## Artigo
>>

Com bons olhos vislumbramos que a mudança circunstancial foi no aspecto da legitimidade para ajuizá-lo. Pois, legítimo é aquele que tem o direito líquido e certo, não amparado por habeas corpus, em sua individualidade. Já no mandado de segurança coletivo, legítimo são aqueles que a própria lei estabelece como tais, demonstrando que o rol de legitimado não é taxativo, mas sim exemplificativo (numerus apertus). Bem explica a esse respeito Nelson Nery Junior (1994, p.255):
Quando o intérprete se encontra diante de enumeração de hipóteses na lei, é preciso que se verifique se se trata de elenco exaustivo ou meramente exemplificativo. Se a enumeração for exaustiva, a interpretação é restrita; se houver mera enunciação exemplificativa, a interpretação é estrita; se houver mera enunciação exemplificativa, aquela se faz de maneira mais amplo e genérico. Pois bem. Quando o legislador quer tornar evidente que a enumeração constante de lei é taxativa, utiliza-se de expressão com a finalidade de restringir o limite de abrangência da norma legal. As expressões mais empregadas para indicar que a norma refere hipóteses em numerus clausus são: apenas, unicamente, só e seguinte, entre outras, precedendo o elenco de casos.(original)
Doravante, podemos nos valer disso se observarmos que a partícula “pode” é a causa amplificativa do rol dos legitimados para a impetração do mandado de segurança coletivo ambiental.
Por fim, no pólo passivo da ação estará somente a autoridade pública ou agente de pessoa jurídica no exercício de atribuições do Poder Público, quando da ofensa ao direito líquido e certo seja oriunda de sua ilegalidade ou de seu abuso. Não obstante, a esse aspecto carece explicitar que somente o Poder Público pode ser o sujeito passivo da relação processual, posto que o objeto o writ é a ilegalidade e/ou o abuso de direito praticado agente com vestes de autoridade pública, somente.

<<

## Dados registrados
>>

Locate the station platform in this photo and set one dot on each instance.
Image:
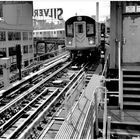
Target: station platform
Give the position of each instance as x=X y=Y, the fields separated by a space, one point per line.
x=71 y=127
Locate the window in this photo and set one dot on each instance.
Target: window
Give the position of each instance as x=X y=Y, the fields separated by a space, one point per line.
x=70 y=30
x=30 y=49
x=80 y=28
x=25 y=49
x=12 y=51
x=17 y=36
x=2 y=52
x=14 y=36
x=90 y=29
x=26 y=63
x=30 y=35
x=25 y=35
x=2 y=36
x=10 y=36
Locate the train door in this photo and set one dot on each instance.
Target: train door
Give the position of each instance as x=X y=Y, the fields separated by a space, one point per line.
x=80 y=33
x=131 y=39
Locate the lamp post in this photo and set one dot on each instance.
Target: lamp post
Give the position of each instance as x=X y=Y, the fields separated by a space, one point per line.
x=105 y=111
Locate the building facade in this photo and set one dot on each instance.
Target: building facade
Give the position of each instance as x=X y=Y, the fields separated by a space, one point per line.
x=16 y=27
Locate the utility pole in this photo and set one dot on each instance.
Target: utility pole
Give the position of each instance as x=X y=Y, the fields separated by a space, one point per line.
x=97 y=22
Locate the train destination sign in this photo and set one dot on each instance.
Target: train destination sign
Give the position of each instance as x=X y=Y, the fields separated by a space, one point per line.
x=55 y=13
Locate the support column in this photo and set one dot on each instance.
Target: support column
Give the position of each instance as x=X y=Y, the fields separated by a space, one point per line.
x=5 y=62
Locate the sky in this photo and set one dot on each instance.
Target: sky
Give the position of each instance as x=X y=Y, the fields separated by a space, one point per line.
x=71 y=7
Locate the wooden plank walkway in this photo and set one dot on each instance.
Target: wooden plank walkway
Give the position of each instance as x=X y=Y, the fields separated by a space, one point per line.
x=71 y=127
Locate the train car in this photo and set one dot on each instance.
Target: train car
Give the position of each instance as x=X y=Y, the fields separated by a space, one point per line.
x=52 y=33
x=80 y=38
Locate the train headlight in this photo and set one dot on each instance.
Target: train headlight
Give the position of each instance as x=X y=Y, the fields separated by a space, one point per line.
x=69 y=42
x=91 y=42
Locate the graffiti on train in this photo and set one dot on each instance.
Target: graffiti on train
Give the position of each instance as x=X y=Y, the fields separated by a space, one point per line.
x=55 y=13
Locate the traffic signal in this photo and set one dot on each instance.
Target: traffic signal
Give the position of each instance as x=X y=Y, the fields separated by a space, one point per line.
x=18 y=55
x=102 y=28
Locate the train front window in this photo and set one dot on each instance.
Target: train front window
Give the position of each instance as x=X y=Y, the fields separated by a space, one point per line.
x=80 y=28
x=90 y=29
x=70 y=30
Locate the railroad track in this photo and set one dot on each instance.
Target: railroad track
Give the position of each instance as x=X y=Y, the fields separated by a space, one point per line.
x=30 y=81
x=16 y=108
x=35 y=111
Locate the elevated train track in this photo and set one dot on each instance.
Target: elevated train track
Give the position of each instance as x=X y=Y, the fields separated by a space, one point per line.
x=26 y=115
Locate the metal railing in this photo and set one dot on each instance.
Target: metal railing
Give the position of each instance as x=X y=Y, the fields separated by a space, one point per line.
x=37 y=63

<<
>>

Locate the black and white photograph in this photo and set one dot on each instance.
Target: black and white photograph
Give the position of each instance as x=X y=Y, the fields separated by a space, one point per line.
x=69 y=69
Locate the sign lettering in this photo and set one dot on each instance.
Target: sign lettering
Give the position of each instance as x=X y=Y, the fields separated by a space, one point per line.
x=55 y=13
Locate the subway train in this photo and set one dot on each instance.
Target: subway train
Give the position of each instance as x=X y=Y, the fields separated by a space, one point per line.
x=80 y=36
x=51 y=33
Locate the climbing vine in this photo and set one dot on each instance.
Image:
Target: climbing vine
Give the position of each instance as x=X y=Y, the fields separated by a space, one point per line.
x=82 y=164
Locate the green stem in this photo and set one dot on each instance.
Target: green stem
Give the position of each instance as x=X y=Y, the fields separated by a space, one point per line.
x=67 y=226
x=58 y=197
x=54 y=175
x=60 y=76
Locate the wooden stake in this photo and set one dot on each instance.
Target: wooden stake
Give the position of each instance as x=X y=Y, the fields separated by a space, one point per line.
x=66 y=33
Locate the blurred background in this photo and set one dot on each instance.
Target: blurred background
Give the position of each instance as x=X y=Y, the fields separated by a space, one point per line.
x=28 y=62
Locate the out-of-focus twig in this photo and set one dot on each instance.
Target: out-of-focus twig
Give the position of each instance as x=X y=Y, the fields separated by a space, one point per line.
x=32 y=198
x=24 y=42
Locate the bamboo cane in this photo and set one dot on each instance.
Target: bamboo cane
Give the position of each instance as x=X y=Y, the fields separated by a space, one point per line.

<<
>>

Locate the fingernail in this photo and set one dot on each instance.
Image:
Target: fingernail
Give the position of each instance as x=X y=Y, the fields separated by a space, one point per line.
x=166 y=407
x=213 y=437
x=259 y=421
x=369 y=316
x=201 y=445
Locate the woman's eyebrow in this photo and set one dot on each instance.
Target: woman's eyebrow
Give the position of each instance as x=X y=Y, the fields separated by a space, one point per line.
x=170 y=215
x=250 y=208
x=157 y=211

<<

## O que fazer
**A.** Altere o trecho do texto sobre mandado de segurança coletivo que começa em "Doravante, podemos nos" e termina em "segurança coletivo ambiental.", trocando "Doravante" por "A partir de agora".
**B.** Por favor, indique se cada afirmação concorda com o texto sobre mandado de segurança coletivo, respondendo sim ou não e citando as palavras do texto que decidem a questão: (i) no mandado de segurança coletivo, o rol de legitimados é taxativo; (ii) somente o Poder Público pode ocupar o polo passivo da relação processual; (iii) "apenas" está entre as expressões usadas para indicar enumeração taxativa.
**C.** Prossiga com o texto sobre mandado de segurança coletivo a partir da última frase apresentada.

## Respostas
**A.**
A partir de agora, podemos nos valer disso se observarmos que a partícula “pode” é a causa amplificativa do rol dos legitimados para a impetração do mandado de segurança coletivo ambiental.

**B.**
(i) Não: "o rol de legitimado não é taxativo, mas sim exemplificativo (numerus apertus)".
(ii) Sim: "somente o Poder Público pode ser o sujeito passivo da relação processual".
(iii) Sim: "As expressões mais empregadas para indicar que a norma refere hipóteses em numerus clausus são: apenas, unicamente, só e seguinte".

**C.**
2.1. A Cognição no Mandado de Segurança Coletivo Ambiental.
No condiz à cognição da ação ambiental, primorosos são os dizeres do Kazuo Watanabe (1987, p. 85), esclarecendo que a cognição é:
(…) prevalentemente um ato de inteligência, consistente em considerar, analisar e valorar as alegações e as provas produzidas pelas partes, vale dizer, as questões de fato e as de direito que são deduzidas no processo e cujo resultado é o alicerce, o fundamento do judicium, do julgamento do objeto litigioso do processo.
Portanto, quando se estiver diante de um processo onde se encontra amplo contraditório e instrução de provas, estaremos diante da cognição exauriente (delongada, procrastinada). Doutro lado, versando a prestação jurisdicional estatal sobre tutelas sem a necessária cognição delongada, ou seja, tutelas de urgência, estaremos diante da cognição sumária (mais rápida, célere). Desse modo, o mandado de segurança coletivo ambiental pode encontrar-se diante de uma cognição exauriente (quando a demonstração do direito líquido e certo perfaz necessária para que a fruição do direito se dê), como também é possível se vislumbrar o writ em uma cognição sumária (quando a tutela é de urgência, prescindindo de uma medida liminar).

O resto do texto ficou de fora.